#### Задание 1
Соответствуют ли отрывку о Ганьке следующие утверждения: (а) Ганька говорит Павлу Журавлеву, что согласен пойти в обоз; (б) ночь, описанная в отрывке, была июньской; (в) отца Ганьки убили японцы? На каждое ответьте «да» или «нет» и приведите дословно решающие слова отрывка.
#### Задание 2
Назовите все литературные произведения, упомянутые в отрывке о Ганьке, включая его заголовок.

#### Отрывок источника
--- --- ---

"Константин Федорович Седых. Отчий край (Роман)" - читать интересную книгу автора

Художнику удалось передать и детскую непосредственность Ганьки, и
чистые порывы его души, потрясенной ужасами войны, безмерной людской
жестокостью. Вспомним, с какой отчаянной решимостью заявляет он Павлу
Журавлеву: "Я в обоз не пойду. Я воевать хочу. За отца буду мстить, за
доктора Карандаева, за всех наших. Шибко злой я на белых". Он не может
равнодушно слышать даже знакомой с детства звонкой пушкинской "Песни о
вещем Олеге", когда поют ее семеновцы. В устах белогвардейцев звучала она
кощунством. "Ему казалось, - говорит писатель, - что у него украли что-то
очень дорогое, подшутили над ним жестоко и коварно". С болью и гневом
отзывается он и о японцах, которых, по его словам, "позвал Семенов на нашу
голову".
Но, опаленное войной, не ожесточилось и не зачерствело Ганькино
сердце. Так же, как и при изображении Романа Улыбина в "Даурии", писатель
рисует образ Ганьки в постоянном общении с природой. Молодость заново
открывает для себя необъятный мир. "Стояла июньская лунная ночь, полная
неизменно новой чарующей красоты. Кусты цветущей черемухи в садах и
палисадниках походили на серебряные облака. Мерцали, переливаясь всеми
красками, земля и небо". Это расцветающая молодость Ганьки, полная сладких
предчувствий и неясного томления. "Он томился и не знал, чего хотела его
душа От резкого запаха черемухи сладко кружилась голова, беспокойно
стучало сердце. Залитая лунным светом улица, казалось, тонула в голубом
прозрачном дыму, который мерцал и струился".
Так свершается извечный круговорот жизни. Его не могут остановить ни
горечь от сознания невозвратимой потери родных и близких, ни думы о
смерти. В романе есть удивительная в этом отношении сцена. Ганька с
матерью - на кладбище, где лежит зарубленный карателями его отец.

--- --- ---

#### Записанные данные
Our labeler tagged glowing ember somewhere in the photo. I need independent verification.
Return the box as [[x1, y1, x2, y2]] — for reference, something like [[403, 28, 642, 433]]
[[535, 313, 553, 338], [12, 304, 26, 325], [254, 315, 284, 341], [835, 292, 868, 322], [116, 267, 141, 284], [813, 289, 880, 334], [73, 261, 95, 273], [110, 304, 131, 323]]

--- --- ---

#### Ответ 1
(а) Нет: «Я в обоз не пойду. Я воевать хочу».
(б) Да: «Стояла июньская лунная ночь».
(в) Нет: «где лежит зарубленный карателями его отец».

#### Ответ 2
«Отчий край», «Песнь о вещем Олеге», «Даурия».